[INFORMATION SUPPLIED — start]
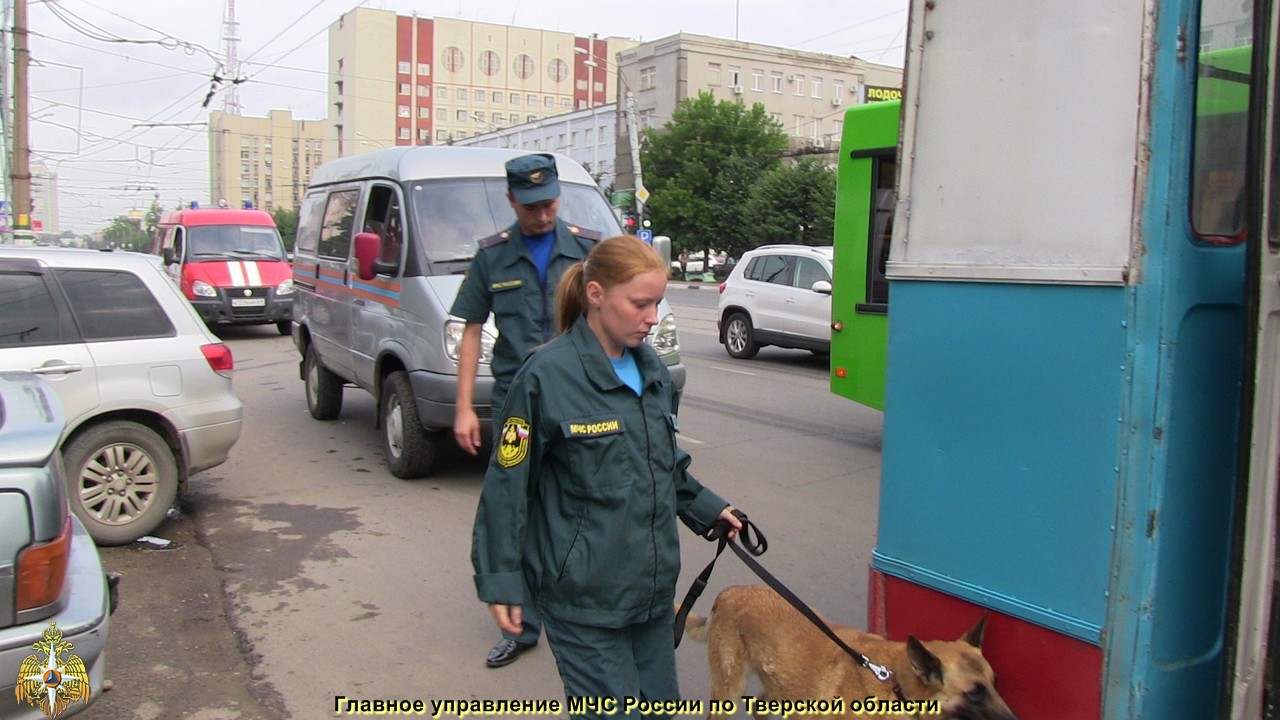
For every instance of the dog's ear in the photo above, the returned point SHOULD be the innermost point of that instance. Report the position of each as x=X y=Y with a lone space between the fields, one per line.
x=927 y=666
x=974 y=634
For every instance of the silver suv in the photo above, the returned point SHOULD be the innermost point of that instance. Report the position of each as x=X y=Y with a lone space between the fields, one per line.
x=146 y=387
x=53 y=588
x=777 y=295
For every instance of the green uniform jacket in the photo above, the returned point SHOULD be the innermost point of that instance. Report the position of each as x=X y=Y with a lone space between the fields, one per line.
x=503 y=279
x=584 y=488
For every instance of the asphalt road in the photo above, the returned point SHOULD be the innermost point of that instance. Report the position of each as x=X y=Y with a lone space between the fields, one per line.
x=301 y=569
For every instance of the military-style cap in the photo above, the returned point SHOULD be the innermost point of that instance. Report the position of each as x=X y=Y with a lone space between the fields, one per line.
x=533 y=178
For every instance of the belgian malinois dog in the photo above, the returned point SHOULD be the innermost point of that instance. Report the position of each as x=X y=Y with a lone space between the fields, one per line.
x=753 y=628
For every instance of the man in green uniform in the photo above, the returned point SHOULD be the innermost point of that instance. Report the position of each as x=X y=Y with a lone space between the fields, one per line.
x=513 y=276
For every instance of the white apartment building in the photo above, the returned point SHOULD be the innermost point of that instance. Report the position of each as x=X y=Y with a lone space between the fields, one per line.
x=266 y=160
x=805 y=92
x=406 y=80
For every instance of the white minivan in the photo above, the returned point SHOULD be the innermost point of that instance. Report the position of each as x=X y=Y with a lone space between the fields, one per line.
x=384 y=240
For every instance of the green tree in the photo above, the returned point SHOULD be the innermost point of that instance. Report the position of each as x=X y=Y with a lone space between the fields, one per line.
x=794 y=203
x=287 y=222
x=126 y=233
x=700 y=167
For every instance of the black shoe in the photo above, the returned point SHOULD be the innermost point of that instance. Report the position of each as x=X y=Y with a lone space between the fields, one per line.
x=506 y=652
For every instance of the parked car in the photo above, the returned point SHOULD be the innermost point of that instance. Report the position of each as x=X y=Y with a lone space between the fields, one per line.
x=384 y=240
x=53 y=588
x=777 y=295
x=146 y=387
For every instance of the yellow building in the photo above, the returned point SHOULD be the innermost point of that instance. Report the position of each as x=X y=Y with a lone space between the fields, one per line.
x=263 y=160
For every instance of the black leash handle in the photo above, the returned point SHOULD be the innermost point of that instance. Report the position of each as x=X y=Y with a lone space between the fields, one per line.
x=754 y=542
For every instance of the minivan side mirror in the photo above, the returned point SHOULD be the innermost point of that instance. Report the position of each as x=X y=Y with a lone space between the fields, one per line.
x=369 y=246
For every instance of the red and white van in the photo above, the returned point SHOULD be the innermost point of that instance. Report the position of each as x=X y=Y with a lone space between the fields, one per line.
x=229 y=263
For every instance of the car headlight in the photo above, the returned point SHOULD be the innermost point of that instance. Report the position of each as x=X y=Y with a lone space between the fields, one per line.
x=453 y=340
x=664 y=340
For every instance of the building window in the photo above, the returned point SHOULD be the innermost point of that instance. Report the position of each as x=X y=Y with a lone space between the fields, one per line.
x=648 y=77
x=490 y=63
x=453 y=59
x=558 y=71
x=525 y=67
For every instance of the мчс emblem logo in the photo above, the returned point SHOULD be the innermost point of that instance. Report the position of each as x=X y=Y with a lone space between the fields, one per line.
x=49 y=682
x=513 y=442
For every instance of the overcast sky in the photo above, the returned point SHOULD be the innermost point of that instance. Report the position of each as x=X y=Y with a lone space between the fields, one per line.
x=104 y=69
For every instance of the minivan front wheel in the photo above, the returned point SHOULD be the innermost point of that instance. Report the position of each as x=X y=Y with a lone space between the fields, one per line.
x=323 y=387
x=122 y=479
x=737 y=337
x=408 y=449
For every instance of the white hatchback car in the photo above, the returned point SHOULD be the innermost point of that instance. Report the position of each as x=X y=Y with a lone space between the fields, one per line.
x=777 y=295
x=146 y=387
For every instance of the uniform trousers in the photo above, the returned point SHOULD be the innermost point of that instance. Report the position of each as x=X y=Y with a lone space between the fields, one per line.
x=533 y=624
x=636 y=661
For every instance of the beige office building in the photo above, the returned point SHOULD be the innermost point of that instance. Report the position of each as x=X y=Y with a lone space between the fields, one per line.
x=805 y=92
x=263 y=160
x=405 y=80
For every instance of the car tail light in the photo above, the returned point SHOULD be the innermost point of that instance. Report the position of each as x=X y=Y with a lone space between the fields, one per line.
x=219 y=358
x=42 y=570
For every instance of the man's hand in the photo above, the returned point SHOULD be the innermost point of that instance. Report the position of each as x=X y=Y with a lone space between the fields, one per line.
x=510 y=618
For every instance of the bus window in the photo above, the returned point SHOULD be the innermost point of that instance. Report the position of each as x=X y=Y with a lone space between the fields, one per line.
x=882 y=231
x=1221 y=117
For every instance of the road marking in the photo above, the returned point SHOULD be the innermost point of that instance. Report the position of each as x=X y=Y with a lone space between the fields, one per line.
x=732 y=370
[INFORMATION SUPPLIED — finish]
_TRY IT_
Every line of the data above should be repeated exactly. Omit the pictures.

_TASK ANSWER_
For every instance of the dog's ear in the photo above, the returned point SHOULD be the innermost point of that instance. Report the position of each as x=X y=Y with a lone space between the fields, one per line.
x=927 y=666
x=974 y=634
For every instance of the silver suv in the photo above, the returned point SHOULD be the innermost point of that instance. Report the position of each as x=X y=Y with a lone space between the fields, one per line.
x=146 y=387
x=53 y=588
x=777 y=295
For every instance of the green uniform jacket in the photo above, the returned point SHOULD be the innermost point of that instance. Report the position of each as x=X y=Y with a lone space between the fields, one per line.
x=503 y=279
x=584 y=488
For every instance of the asphalt road in the photo above, the returned point SHOULD be the innermost point of that instance. Report the position of each as x=X y=Y with a lone space between the fields, one per line.
x=301 y=569
For every instance of the military-style cap in the photo above, the returned point SHOULD be the innermost point of that instance. Report the position of each as x=X y=Y with a lone space between the fields, one per line.
x=533 y=178
For every instance of the belgian malinois dog in the photo above, the returned point SHOULD be the innermost point of that instance. Report the position of each as x=X y=Y with a lone space between the fields, one per line.
x=753 y=628
For every instance of the man in green uniform in the photo above, the returned point SHOULD be the innermost point of that instance. Report the position of each as x=X y=Y with a lone space between the fields, one per line.
x=513 y=276
For every instance of the white apartment building in the photo above, the returned point SHOULD be the innermost point of that instance. Report the position of each as x=X y=Y with a lone space between the fields, one per line.
x=266 y=160
x=805 y=92
x=406 y=80
For every instance of the white minivan in the photo above, the returned point SHOULD be the innermost point of that instance. Report the position of each as x=X y=Y with a lone space between the fields, one per line.
x=384 y=240
For every instance of the green tree in the photo above, the returned point SHOULD be the innermost point of that instance. Report the position of each as x=X y=Y with a lone space between the fields, one per line.
x=794 y=203
x=287 y=222
x=126 y=233
x=700 y=167
For every instance of the black shoe in the photo above, the returned point SHOULD be the innermost point of that instance. Report the position of each as x=X y=Y with a lone space between the fields, one per line.
x=506 y=652
For every instance of the parked car in the photo above, the returned point SHOULD be the innermost point of that instance. Report the position of each as x=X y=Y with a lone space between the fields, one per line.
x=384 y=240
x=53 y=588
x=777 y=295
x=146 y=387
For every instance of the yellow building in the photo above, the returned point SHOULD be the innermost point of that instance. Report the position of each as x=X y=Y with a lone space between the fields, one per line.
x=263 y=160
For every instance of the black leash handle in the photo above, the returned point SHOULD be the innermost point of that instance. Report the position of each as x=X y=Y with a lone space between the fields, one per line.
x=754 y=542
For every instance of the minivan side mirror in the photo above, the returned point SHOULD be the innermost point of that instance. Report the position of each as x=X y=Y with a lone space between the fields, one per line.
x=369 y=246
For every instance of the red and white van in the photo above, the returned point SHOULD be the innermost point of that instance. Report the position of each as x=X y=Y with a lone space between the fields, one per line.
x=229 y=263
For every instance of the car headlight in the photo above, the returned point SHOULD be the innermost point of that instance. Report the position of each as x=X y=Y with a lone space between the fields, one per line.
x=453 y=340
x=664 y=340
For every instance of the building window in the photo above, the returned point SHOULD be the innermost point of that instance. Report the position of each as x=X y=Y with a lone space between the fields, one per line.
x=648 y=77
x=490 y=63
x=453 y=59
x=558 y=71
x=525 y=67
For every instance of the мчс emblem logo in the photo above, the returned point SHOULD be the innermost point of that instance. Report the position of each as x=X y=Y with a lone space between the fields, one per line.
x=49 y=682
x=513 y=442
For every instance of the overcast sky in the photo above, the returned point SHOULD be the innermost point of that instance. Report the position of each as x=X y=Y with a lone space between the fields, one per line.
x=104 y=69
For every instance of the minivan front wheel in the photo above, the returned point SHOULD be the innermost point of that instance. Report the position of each as x=X y=Y with a lone space between the fields, one per line.
x=323 y=387
x=122 y=479
x=737 y=337
x=408 y=449
For every instance of the white hatchback car in the photo above, the returned point SHOULD be the innermost point of that instance. Report the position of each as x=X y=Y with a lone space between the fields, one per line.
x=777 y=295
x=146 y=387
For every instance of the uniform trousers in the photo above, the returned point SHOULD be the innermost point of that instance. Report the position of each as x=X y=Y with a lone space between the fields, one per line.
x=533 y=624
x=636 y=661
For every instance of the beige office building in the photo above, the returned point SHOULD be the innermost point of that instance. Report the position of each as x=X y=Y with a lone space between the fields, one per line.
x=805 y=92
x=263 y=160
x=405 y=80
For every instance of the car tail light in the photo above, the returned point SHOULD be the innermost point of that instance. Report the position of each as x=X y=Y with a lone space between the fields, one per line.
x=219 y=358
x=42 y=570
For every instance of the man's hand in the photo above, the returned point SHOULD be the innermost point of that instance. Report the position of each as x=X y=Y with a lone space between the fields, one per line.
x=510 y=618
For every instance of the bus window in the photo above, the returned point SHOULD be the innermost point of that instance. Report the position of each as x=X y=Y with a lone space between the fields, one per line.
x=882 y=231
x=1221 y=117
For every instance of the road marking in the photo above, the returned point SHOULD be the innermost point of that instance. Report the position of each as x=X y=Y with a lone space between the fields, one per line.
x=732 y=370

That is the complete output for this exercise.